Passage:
On the other hand, Habeco (BHN) experienced growth in both revenue and profit. BHN’s revenue increased by 11% to VND 1,458 billion, and its net profit reached VND 33 billion, reversing a loss of VND 5.2 billion in the previous year. The gross profit margin also improved from 20.4% to 24.3%. However, compared to the previous quarter, both revenue and profit have declined for the third consecutive quarter, resulting in the lowest performance in the past four quarters. The company has accomplished 20% of its revenue target and 11% of its profit target for the year.

Habeco’s Revenue and Profit for the Last Five Quarters

Small businesses show mixed results

Among smaller businesses, results continued to vary. Bia Saigon – Central (SMB), a subsidiary of Sabeco, was one of the few companies that witnessed profit growth, with a 22% increase to nearly VND 29 billion, despite a 10% drop in revenue to VND 296 billion. A significant reduction in cost of goods sold improved the gross profit margin to 26.2%, thanks to efficient management of raw materials and adjustments in product mix. Nonetheless, this remains the lowest quarterly profit for SMB in the last four quarters.

Exercise details: List every amount given in Vietnamese dong in the passage about Habeco and Bia Saigon – Central. The data has no connection to the passage.

Given records:

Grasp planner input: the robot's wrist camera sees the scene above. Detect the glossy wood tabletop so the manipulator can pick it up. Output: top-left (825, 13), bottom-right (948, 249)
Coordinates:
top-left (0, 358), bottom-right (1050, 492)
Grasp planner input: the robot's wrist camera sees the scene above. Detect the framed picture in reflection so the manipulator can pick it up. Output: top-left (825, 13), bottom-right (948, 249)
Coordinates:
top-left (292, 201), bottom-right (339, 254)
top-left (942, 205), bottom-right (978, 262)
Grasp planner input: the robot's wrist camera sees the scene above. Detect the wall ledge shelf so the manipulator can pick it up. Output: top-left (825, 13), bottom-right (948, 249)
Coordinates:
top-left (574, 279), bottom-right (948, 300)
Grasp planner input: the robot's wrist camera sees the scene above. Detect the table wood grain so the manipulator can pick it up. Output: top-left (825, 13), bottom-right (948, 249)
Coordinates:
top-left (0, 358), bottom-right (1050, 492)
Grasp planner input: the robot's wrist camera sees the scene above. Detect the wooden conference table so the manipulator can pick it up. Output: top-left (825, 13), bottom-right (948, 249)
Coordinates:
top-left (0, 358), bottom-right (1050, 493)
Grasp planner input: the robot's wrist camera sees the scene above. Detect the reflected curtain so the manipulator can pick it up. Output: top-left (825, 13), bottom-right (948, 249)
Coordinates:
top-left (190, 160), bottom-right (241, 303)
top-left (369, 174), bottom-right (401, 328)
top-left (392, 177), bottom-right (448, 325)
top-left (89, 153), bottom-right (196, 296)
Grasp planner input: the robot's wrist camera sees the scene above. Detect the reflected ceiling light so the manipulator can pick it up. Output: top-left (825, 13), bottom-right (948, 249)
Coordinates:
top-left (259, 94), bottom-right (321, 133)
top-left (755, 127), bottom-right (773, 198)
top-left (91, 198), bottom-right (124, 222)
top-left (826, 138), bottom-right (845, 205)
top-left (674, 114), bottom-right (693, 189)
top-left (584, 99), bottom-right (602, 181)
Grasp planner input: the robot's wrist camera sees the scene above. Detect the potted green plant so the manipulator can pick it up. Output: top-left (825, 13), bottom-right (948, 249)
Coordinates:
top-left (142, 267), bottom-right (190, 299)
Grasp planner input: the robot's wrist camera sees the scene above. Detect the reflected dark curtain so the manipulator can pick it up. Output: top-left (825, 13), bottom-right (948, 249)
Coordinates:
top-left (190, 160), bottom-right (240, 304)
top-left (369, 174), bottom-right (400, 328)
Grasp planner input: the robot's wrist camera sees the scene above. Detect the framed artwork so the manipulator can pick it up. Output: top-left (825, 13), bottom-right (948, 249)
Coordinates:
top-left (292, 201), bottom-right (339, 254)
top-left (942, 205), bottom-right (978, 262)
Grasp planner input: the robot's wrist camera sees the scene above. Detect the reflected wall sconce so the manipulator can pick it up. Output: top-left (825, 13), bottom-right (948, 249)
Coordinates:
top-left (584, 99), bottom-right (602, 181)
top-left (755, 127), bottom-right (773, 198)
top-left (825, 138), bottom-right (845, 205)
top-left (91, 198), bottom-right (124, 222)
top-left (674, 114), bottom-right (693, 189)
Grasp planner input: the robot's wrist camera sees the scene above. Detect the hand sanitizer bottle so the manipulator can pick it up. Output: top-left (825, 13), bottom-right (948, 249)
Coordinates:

Answer section:
- VND 1,458 billion
- VND 33 billion
- VND 5.2 billion
- nearly VND 29 billion
- VND 296 billion